§ Problem description
Convert all of the records below into a two-column CSV with the header row record_text,answer and one row per record. Wrap each field in double quotes, and replace any line breaks within a field with spaces.

[Start Information supplied]

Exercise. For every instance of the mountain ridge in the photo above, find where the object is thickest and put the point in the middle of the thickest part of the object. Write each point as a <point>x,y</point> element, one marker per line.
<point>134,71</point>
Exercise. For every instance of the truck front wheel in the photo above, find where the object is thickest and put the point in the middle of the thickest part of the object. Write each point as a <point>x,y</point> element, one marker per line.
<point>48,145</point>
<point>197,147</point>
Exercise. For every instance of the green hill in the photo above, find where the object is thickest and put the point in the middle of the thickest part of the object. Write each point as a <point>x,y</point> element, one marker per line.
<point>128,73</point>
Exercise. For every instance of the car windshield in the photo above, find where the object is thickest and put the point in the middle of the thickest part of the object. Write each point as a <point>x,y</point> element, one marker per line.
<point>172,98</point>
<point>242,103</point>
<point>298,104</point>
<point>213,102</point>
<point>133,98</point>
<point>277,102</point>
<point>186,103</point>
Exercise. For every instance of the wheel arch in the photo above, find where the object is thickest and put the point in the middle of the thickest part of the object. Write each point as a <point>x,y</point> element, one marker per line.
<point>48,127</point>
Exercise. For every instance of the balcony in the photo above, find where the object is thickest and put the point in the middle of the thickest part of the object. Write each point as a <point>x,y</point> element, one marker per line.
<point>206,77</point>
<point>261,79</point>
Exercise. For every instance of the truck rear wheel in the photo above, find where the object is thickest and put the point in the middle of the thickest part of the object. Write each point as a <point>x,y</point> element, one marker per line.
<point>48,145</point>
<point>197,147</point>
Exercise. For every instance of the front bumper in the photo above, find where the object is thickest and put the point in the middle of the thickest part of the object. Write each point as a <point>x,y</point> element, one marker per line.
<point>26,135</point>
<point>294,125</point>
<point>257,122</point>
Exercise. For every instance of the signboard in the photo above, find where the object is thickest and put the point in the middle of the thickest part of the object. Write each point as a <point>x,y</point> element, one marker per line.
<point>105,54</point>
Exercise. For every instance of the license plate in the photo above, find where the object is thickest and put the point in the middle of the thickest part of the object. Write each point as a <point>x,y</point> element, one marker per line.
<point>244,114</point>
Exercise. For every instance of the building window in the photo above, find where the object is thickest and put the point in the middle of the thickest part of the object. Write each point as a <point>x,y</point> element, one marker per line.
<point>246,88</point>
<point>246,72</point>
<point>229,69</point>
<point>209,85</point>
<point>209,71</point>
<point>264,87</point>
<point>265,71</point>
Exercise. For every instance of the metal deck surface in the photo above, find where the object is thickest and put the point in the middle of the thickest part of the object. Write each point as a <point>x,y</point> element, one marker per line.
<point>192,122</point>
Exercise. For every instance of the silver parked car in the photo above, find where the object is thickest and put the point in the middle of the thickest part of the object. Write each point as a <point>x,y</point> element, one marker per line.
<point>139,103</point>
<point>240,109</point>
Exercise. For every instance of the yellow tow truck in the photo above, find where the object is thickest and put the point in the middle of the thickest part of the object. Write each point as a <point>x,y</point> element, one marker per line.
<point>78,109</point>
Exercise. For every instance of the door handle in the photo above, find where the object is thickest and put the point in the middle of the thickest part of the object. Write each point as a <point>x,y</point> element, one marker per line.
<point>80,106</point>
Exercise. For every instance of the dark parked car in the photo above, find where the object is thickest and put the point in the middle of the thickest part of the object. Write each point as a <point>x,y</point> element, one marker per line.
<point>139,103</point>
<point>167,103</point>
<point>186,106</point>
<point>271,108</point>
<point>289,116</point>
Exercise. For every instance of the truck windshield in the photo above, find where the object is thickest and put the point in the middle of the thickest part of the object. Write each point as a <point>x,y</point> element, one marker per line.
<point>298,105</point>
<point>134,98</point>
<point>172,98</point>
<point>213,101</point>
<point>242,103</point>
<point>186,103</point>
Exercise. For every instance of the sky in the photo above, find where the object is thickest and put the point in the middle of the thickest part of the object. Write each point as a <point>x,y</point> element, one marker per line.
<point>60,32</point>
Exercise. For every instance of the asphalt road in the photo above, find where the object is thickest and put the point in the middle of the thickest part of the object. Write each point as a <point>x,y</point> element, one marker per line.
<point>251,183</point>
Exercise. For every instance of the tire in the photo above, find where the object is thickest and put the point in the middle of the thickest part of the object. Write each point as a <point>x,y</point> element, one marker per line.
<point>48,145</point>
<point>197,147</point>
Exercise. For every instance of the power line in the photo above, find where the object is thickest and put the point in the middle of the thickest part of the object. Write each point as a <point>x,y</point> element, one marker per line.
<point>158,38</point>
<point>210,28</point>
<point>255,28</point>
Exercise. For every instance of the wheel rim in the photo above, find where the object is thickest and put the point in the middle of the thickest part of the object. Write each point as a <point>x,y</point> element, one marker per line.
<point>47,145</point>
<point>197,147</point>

[End Information supplied]

§ Solution to the exercise
record_text,answer
"Exercise. For every instance of the mountain ridge in the photo above, find where the object is thickest and put the point in the middle of the thickest part of the object. Write each point as a <point>x,y</point> element, one marker per line.","<point>134,71</point>"
"Exercise. For every instance of the truck front wheel in the photo above, find where the object is thickest and put the point in the middle of the thickest part of the object. Write each point as a <point>x,y</point> element, one marker per line.","<point>48,145</point> <point>197,147</point>"
"Exercise. For every instance of the green hill in the photo above, find where the object is thickest and put the point in the middle of the thickest part of the object. Write each point as a <point>x,y</point> element, one marker per line.","<point>128,73</point>"
"Exercise. For every instance of the car windshield in the photo above, find where the object is thickest and put the point in the middle of the thickest part of the object. Write each point as a <point>x,y</point> element, one marker per line.","<point>172,98</point> <point>242,103</point> <point>298,104</point> <point>213,102</point> <point>133,98</point> <point>277,102</point> <point>186,103</point>"
"Exercise. For every instance of the wheel arch in the photo above, find where the object is thickest and put the point in the middle of the thickest part of the object. Write each point as a <point>x,y</point> element, one marker per line.","<point>48,127</point>"
"Exercise. For every instance of the balcony in the photo above, find where the object is thickest and put the point in the middle of the thickest part of the object. Write each point as a <point>x,y</point> element, one marker per line.","<point>206,77</point> <point>261,79</point>"
"Exercise. For every instance of the truck rear wheel in the photo above, find where the object is thickest and put the point in the middle of the thickest part of the object. Write each point as a <point>x,y</point> element, one marker per line.","<point>48,145</point> <point>197,147</point>"
"Exercise. For every instance of the front bumper in the photo above, find where the object is thickest and put the point in the middle of the thickest part of the object. Write each point as a <point>x,y</point> element, one marker per line.","<point>26,135</point> <point>294,125</point> <point>257,122</point>"
"Exercise. For every instance of the signboard in the photo above, find where the object is thickest and put the point in the middle of the thickest part of the object. Write each point as a <point>x,y</point> element, one marker per line.","<point>105,54</point>"
"Exercise. For every instance of the license plate in the photo above, find where the object is thickest and put the point in the middle of the thickest part of the object. Write each point as a <point>x,y</point> element, one marker per line.","<point>244,114</point>"
"Exercise. For every instance of the building window in the photo above, find where the object is thickest and put the point in the middle of the thickest part of the object. Write each point as a <point>x,y</point> element, one marker per line.","<point>246,88</point> <point>246,72</point> <point>229,69</point> <point>209,85</point> <point>209,71</point> <point>264,87</point> <point>265,71</point>"
"Exercise. For every instance of the metal deck surface in the photo above, find where the object is thickest and put the point in the middle of the thickest part of the object. Write each point as a <point>x,y</point> element, one marker per line.","<point>192,122</point>"
"Exercise. For every instance of the silver parked car in the photo above, find where the object is thickest and put the point in the middle of the thickest part of the object. Write each point as a <point>x,y</point> element, one marker per line.","<point>139,103</point> <point>240,109</point>"
"Exercise. For every instance of the yellow tow truck in the photo above, find where the object is thickest and put the point in the middle of the thickest part of the object. Write each point as a <point>x,y</point> element, one marker per line.","<point>78,109</point>"
"Exercise. For every instance of the door handle in the photo above, find where the object is thickest and put the point in the middle of the thickest part of the object. Write each point as a <point>x,y</point> element, one marker per line.","<point>80,106</point>"
"Exercise. For every instance of the dark parked car in the photo above, find where the object is thickest and put the point in the middle of the thickest part of the object. Write each point as a <point>x,y</point> element, one marker per line.","<point>139,103</point> <point>167,103</point> <point>186,106</point> <point>271,108</point> <point>289,116</point>"
"Exercise. For every instance of the truck windshield in the photo above, find where the object is thickest and put the point in the middle of the thickest part of the object. Write each point as a <point>x,y</point> element, one marker per line.","<point>298,105</point> <point>134,98</point> <point>172,98</point> <point>213,101</point> <point>242,103</point> <point>186,103</point>"
"Exercise. For every instance of the sky in the photo above, find where the object is thickest and put the point in the middle of the thickest part of the object. Write each point as a <point>x,y</point> element, one marker per line.","<point>60,32</point>"
"Exercise. For every instance of the asphalt road in the photo above, find where the object is thickest and put the point in the middle of the thickest part of the object. Write each point as a <point>x,y</point> element, one marker per line.","<point>251,183</point>"
"Exercise. For every instance of the tire in the photo above, find where the object is thickest and put the point in the middle of the thickest part of the object. Write each point as a <point>x,y</point> element, one marker per line.","<point>48,145</point> <point>197,147</point>"
"Exercise. For every instance of the power line in the photo above, find where the object is thickest and put the point in the middle of the thickest part of the object. Write each point as a <point>x,y</point> element, one marker per line.","<point>158,38</point> <point>210,28</point> <point>255,28</point>"
"Exercise. For every instance of the wheel rim in the photo above, find where the object is thickest and put the point in the middle of the thickest part of the object. Write each point as a <point>x,y</point> element, one marker per line.","<point>47,145</point> <point>197,147</point>"